[Items listed in a dataset]
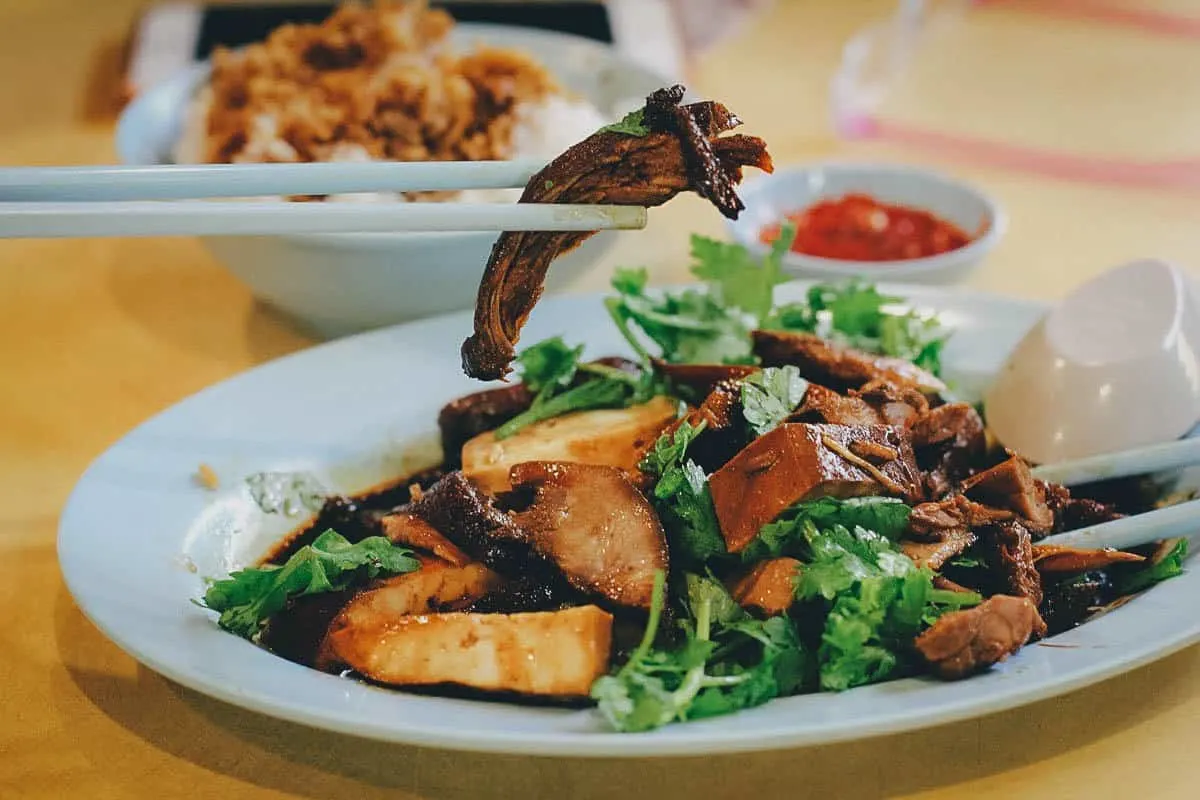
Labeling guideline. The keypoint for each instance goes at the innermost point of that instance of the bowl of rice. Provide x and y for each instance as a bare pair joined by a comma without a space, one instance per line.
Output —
389,83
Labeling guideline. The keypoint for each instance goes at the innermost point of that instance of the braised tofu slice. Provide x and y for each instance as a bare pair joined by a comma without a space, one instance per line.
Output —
413,531
433,588
1067,560
436,587
768,588
607,437
804,462
593,524
550,654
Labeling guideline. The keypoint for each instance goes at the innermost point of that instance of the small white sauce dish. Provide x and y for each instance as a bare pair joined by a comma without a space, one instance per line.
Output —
771,198
1115,365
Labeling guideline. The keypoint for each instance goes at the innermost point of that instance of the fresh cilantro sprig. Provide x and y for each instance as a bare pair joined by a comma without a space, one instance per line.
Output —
683,499
633,124
723,667
877,601
787,535
769,396
247,597
858,316
1143,576
711,326
551,367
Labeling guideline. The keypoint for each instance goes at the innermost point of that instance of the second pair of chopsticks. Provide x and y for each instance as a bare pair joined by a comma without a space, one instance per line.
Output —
162,200
1175,521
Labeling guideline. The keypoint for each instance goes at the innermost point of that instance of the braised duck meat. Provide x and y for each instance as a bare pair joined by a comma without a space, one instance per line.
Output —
1011,485
468,517
803,462
935,522
682,149
966,642
1007,548
823,404
935,554
595,527
949,443
839,367
463,419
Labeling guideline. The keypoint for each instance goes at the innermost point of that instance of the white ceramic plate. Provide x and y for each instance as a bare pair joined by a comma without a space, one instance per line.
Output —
351,410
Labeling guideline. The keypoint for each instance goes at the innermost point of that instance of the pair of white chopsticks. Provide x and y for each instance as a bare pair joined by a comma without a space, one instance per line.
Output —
163,200
1175,521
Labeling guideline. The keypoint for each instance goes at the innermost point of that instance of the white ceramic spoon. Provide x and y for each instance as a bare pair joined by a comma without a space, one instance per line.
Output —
1111,367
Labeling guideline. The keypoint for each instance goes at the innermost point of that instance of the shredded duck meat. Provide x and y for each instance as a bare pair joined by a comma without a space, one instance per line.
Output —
682,149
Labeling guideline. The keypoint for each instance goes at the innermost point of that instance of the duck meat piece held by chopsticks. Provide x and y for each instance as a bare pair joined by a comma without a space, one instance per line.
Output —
646,160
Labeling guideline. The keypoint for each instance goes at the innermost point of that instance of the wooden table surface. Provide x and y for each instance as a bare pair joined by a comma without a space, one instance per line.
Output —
95,336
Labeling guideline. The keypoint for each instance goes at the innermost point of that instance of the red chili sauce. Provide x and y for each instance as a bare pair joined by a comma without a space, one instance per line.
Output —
859,228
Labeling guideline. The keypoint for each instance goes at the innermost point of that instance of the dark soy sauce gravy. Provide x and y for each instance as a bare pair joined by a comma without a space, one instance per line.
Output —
295,633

Task directions: Render the material above as a two-column CSV headed guideline and points. Give one row per labeling guideline with the output that follows it, put each in a single quoted field with line breaks replaced by spaces, and leave out the pictures.

Exercise solution:
guideline,points
"Labeling guideline. The keypoint for each instance goes at the innermost point of that instance of the bowl of rice. Provide x and y for each instance as a bare pair joined by a comma without a space, one instance per line. Output —","389,83"
"Labeling guideline. The keypoint for each instance goes at the innermost point of that instance of the braised tofu slice. Provide x and y for each instance as a bare pair joined by a comma without a space, one instance per line. Output —","413,531 433,588 1067,560 436,587 768,588 607,437 804,462 593,524 550,654"
"Labeling guideline. The keypoint for each instance goes at the innermost point of that instance of the small white sauce dish. Provide x and y for each instance as a bare pair joined by a comma without a space, one instance per line. Output —","771,198 1115,365"
"Labeling guideline. The keypoint for each instance goes at the innermost point of that instance of the fresh cilantro sprig. Provide x and y for each instance as a bare pair joined by a comma without a space, one instance per line. Output —","683,499 633,124 723,667 877,601 787,535 769,396 247,597 858,316 1143,576 711,326 551,367"
"Labeling guideline. The keypoint for each instance goes at the innermost point of that instance of the second pair of chopsticks. Provide x and y for each instance as a bare pair joined by a comma without a space, one instance per line. Output —","162,200 1175,521"
"Labeling guideline. The keypoint for each instance goes at the innermost point of that instance of the braised duck meat. Provide x and y for each instance as a bare pair joined by a comma without a space, one instance per line. Output —","1011,485 468,517 803,462 935,522 682,149 966,642 1007,548 823,404 935,554 595,527 949,443 839,367 463,419"
"Labeling guideline. The keypoint for each instance goes at the innermost point of that instance of the white ceramic plate. Provide x and y for each instance as a bare pair joined by a comma without a space, one instance per line. Output —","351,410"
"Labeling guideline. The keypoint for each instance goes at the innermost point of that instance of the pair of white chopsticks. Provide x and y for each instance as a bare pair joined by a comma without a space, one instance per line. Output —","163,200 1175,521"
"Labeling guideline. The keypoint for each instance goes at the innermost point of that instance of the white ceramic spoon. Provide x and y for each instance as a bare pair joined by a comma without a space, one instance per line. Output —","1111,367"
"Labeling guideline. The keypoint for each instance goes at the innermost point of that instance of the shredded duck meat. Provide x and y for each instance as a bare pair joined by a comma without a space, one instance per line. Output —","682,149"
"Labeling guideline. The keypoint for each instance goes at the innermost point of that instance of the duck meat piece held by chopsticks. Provide x and y for each instance as a bare pair joined by a comma without a space, one instance per line. Output —","646,160"
"Labeling guideline. The keypoint for each instance goes at the innermost point of that instance of the wooden table surface. Provide x and y for each instance as a bare pair joined by a comma without a space, one instance per line. Output —","95,336"
"Labeling guideline. The keypoint for each instance goes at the innermost point of that instance of the red chili sauce. Provide x and y for each instance as a bare pair joined by a comma without a space, one instance per line. Output —","859,228"
"Labeling guideline. The keypoint for each instance goes at the innermost point of that instance of the dark soy sauce gravy. Provide x and y for each instance as a bare pair joined by a comma without a space, one instance per line. Output —","295,633"